Lines with the word "positive": copy all of them from the entries below.

BEGIN DATA IN THIS EXERCISE

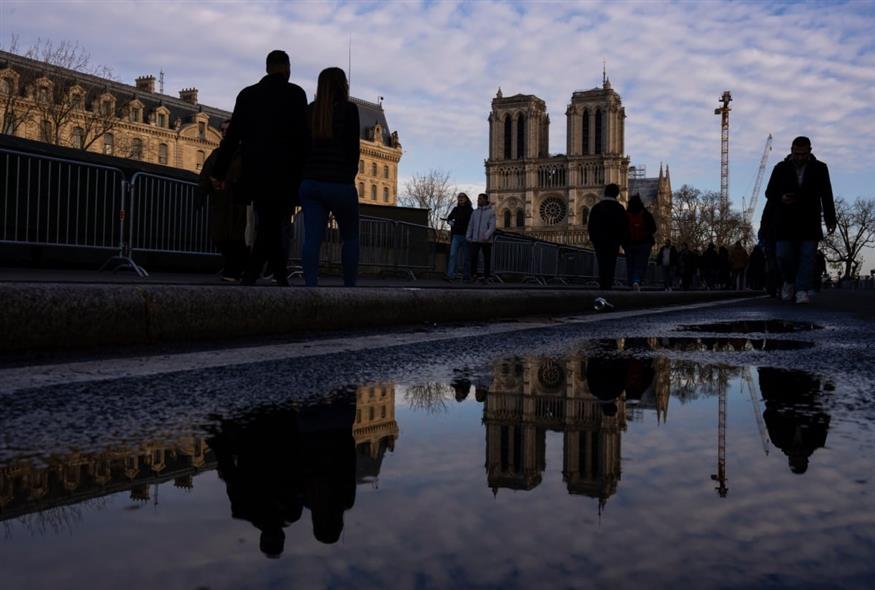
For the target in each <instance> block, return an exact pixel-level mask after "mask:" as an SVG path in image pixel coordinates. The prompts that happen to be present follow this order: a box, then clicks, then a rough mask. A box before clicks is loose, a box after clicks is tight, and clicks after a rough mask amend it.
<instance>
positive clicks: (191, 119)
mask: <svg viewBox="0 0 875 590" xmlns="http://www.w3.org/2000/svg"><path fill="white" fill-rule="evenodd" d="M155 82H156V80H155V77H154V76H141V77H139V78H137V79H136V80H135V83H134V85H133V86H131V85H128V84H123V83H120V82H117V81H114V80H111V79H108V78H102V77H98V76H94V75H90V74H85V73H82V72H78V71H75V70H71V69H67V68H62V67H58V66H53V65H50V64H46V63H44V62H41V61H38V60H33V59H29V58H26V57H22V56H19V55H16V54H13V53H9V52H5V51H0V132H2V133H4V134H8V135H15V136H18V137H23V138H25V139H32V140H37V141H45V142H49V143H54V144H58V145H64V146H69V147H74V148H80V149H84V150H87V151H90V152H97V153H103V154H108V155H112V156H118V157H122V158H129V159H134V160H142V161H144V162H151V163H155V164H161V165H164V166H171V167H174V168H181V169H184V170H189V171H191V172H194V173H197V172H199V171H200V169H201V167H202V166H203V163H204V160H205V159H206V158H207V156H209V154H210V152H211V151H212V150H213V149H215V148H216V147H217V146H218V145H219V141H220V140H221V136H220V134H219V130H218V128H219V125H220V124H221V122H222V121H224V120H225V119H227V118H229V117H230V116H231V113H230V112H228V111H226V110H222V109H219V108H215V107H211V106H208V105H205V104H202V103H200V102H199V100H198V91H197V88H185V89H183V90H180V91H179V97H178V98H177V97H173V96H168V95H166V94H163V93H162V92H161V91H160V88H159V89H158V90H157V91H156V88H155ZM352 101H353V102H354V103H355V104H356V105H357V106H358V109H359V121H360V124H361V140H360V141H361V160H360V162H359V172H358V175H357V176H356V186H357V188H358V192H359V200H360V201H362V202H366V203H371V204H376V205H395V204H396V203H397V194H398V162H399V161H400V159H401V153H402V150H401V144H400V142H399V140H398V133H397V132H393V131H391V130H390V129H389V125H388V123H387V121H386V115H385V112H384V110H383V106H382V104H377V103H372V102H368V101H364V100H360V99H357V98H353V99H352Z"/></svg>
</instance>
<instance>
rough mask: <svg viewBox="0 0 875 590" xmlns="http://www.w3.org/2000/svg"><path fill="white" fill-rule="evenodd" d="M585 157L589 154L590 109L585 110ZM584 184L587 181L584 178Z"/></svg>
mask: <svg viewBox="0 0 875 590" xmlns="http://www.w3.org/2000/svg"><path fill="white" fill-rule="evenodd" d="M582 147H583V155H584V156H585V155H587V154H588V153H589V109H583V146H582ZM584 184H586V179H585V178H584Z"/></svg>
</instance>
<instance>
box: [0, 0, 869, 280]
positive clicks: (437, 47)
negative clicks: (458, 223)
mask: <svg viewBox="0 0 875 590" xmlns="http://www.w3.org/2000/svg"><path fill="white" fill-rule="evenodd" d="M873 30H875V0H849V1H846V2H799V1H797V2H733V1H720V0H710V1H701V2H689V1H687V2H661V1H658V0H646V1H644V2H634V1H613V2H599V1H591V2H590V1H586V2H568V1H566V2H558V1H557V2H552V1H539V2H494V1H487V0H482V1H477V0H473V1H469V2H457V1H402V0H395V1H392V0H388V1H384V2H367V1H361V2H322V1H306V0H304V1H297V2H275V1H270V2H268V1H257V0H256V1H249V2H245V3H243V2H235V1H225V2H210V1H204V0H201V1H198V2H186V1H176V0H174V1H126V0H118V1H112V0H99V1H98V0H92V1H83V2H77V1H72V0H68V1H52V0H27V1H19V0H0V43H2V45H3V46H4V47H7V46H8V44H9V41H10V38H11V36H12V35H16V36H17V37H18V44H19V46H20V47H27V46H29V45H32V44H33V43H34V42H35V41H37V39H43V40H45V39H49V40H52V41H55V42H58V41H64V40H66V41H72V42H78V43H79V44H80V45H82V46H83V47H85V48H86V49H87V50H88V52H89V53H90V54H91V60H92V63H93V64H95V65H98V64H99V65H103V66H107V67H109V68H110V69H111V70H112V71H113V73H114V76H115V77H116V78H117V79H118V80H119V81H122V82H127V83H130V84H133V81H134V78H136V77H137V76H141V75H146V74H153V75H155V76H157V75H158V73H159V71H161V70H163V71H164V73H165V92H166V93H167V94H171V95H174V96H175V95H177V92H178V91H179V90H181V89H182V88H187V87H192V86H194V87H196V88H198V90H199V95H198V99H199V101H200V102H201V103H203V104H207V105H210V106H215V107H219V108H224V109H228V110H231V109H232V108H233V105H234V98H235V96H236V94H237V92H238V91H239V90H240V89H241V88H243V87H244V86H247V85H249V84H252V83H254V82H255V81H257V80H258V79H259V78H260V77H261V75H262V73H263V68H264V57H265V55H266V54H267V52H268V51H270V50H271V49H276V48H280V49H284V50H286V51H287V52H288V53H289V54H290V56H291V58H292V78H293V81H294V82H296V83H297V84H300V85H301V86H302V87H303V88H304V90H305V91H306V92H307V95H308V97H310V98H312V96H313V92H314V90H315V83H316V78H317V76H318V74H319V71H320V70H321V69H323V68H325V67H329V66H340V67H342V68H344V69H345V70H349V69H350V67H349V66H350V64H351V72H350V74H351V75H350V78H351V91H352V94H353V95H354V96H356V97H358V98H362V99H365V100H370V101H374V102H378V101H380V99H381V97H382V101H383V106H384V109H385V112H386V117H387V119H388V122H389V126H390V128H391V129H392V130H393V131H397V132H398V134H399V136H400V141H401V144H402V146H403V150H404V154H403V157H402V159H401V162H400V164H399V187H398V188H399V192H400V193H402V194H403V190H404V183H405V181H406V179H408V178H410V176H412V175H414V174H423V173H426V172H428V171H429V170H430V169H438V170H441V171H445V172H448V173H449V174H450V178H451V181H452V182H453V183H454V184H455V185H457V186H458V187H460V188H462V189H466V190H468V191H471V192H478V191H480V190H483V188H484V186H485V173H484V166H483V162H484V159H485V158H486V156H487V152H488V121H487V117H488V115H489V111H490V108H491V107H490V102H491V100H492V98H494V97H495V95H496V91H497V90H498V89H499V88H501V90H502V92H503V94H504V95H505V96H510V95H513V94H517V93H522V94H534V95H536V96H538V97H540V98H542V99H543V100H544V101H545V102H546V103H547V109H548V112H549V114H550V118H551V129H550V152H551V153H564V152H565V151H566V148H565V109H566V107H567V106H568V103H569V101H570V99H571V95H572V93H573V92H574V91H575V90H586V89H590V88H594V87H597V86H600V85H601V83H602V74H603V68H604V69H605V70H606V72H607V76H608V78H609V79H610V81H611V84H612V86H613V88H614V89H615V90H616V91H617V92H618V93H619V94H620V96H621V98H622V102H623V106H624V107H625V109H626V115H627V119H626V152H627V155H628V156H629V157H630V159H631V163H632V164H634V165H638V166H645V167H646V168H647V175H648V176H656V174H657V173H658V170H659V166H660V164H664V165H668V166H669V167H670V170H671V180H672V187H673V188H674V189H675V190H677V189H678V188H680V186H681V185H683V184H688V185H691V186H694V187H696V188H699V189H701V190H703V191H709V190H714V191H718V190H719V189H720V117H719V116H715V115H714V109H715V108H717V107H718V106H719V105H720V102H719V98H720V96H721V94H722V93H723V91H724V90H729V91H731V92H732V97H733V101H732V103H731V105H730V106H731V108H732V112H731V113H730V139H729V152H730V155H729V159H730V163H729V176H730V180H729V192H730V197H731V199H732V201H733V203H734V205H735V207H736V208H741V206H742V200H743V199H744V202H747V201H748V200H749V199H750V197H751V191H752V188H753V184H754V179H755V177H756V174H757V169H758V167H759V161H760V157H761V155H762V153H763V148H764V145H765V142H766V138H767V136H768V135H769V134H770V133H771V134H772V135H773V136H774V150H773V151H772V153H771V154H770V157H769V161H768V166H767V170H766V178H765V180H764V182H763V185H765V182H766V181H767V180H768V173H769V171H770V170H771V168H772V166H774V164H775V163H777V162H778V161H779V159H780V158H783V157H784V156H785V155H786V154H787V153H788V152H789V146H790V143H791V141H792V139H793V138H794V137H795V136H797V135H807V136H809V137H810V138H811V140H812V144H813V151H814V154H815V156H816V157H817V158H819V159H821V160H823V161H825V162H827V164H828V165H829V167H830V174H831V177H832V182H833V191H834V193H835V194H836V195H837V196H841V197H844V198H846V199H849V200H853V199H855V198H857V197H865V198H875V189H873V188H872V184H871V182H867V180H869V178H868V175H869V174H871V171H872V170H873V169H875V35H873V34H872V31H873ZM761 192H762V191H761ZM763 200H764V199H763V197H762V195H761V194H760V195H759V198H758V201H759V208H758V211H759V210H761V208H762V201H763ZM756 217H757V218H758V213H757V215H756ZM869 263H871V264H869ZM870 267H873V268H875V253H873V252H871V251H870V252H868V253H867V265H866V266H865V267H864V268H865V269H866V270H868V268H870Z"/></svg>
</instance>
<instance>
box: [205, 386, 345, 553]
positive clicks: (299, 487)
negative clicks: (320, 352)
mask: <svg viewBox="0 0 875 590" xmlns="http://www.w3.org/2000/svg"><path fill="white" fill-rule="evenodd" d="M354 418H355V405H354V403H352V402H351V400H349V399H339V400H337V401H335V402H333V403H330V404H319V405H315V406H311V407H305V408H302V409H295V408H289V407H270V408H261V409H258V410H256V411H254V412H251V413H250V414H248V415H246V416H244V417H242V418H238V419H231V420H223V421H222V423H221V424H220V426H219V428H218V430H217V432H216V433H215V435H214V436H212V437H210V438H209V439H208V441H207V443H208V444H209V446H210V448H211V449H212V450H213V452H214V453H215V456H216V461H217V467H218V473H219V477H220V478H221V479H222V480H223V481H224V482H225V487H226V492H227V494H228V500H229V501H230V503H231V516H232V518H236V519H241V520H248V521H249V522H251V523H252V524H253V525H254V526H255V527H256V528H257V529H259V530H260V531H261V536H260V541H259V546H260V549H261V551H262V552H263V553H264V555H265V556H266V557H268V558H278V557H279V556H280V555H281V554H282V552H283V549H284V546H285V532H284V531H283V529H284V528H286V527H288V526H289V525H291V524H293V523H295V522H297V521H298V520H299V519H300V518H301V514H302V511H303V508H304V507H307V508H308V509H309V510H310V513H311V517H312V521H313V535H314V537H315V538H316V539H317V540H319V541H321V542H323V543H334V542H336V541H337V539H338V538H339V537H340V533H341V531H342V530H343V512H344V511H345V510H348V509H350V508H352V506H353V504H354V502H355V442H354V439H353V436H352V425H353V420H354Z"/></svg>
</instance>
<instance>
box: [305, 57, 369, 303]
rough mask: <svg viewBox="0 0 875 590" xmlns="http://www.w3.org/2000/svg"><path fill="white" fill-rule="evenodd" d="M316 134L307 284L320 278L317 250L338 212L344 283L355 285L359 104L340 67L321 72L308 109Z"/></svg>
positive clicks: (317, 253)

END DATA IN THIS EXERCISE

# ANSWER SECTION
positive clicks: (191, 119)
positive clicks: (437, 47)
positive clicks: (299, 487)
positive clicks: (317, 253)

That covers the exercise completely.